PROVIDED DATA:
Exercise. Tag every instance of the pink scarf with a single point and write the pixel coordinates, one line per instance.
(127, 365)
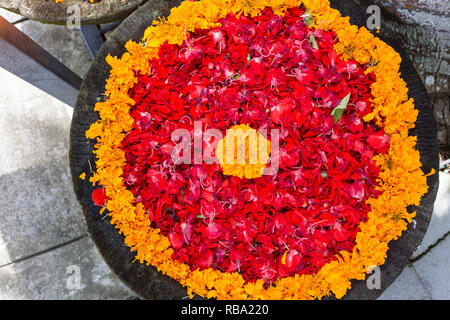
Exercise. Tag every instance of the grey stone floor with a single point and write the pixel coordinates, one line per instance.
(45, 252)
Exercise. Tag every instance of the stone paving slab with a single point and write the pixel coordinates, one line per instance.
(74, 271)
(10, 16)
(440, 221)
(66, 45)
(408, 286)
(434, 270)
(38, 207)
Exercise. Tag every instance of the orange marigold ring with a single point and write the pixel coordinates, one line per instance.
(402, 168)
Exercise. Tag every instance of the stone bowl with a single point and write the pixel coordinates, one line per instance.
(145, 280)
(48, 11)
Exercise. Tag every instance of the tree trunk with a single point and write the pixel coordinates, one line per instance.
(423, 29)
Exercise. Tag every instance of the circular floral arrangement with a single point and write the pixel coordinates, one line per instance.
(323, 96)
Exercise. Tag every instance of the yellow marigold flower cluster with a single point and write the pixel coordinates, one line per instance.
(249, 158)
(401, 179)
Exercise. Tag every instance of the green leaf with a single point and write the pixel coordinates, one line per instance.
(339, 110)
(312, 40)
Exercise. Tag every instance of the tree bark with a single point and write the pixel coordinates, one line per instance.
(423, 29)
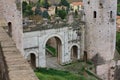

WORK ORDER:
Apart from the pictures, every line above must be printed exactly.

SOLUTION TO THE EXERCISE:
Exercise. Tag every instance of the pink scarf with a single point and write the pixel coordinates, one line per instance.
(127, 365)
Exercise. Tag every instance of the grey stone floor with a single point and write the pixel coordinates, one line per instance.
(45, 252)
Exercise. Tag every instance of the stone paving slab with a single point and write the pixel coordinates, one line per instance.
(74, 271)
(10, 16)
(440, 221)
(66, 45)
(408, 286)
(434, 270)
(38, 207)
Exercise. Tag every instance of the orange marigold ring with a single point and write the pixel coordinates, one line per instance.
(402, 168)
Exercise. Tag every instance of the stone bowl with a single point and write the pixel coordinates, one line per instance.
(145, 280)
(48, 11)
Exercise. Tag every instance of the tree trunk with a single point and write the pixel coordinates, one line per instance.
(423, 29)
Exercise. Tag every instance of the circular floral arrangement with a single point and write the pixel coordinates, one line per instance.
(323, 96)
Exercise. Tag every instance of the yellow marigold flower cluster with a single point and write the pixel coordinates, one line per instance.
(249, 158)
(401, 179)
Exercise. Tag every instance of the green leaf with a single point and write the pixel coordinates, one line per instance.
(339, 110)
(312, 40)
Exercise. Tag every instance of the tree bark with a single point and write the pixel coordinates, one line per instance.
(423, 29)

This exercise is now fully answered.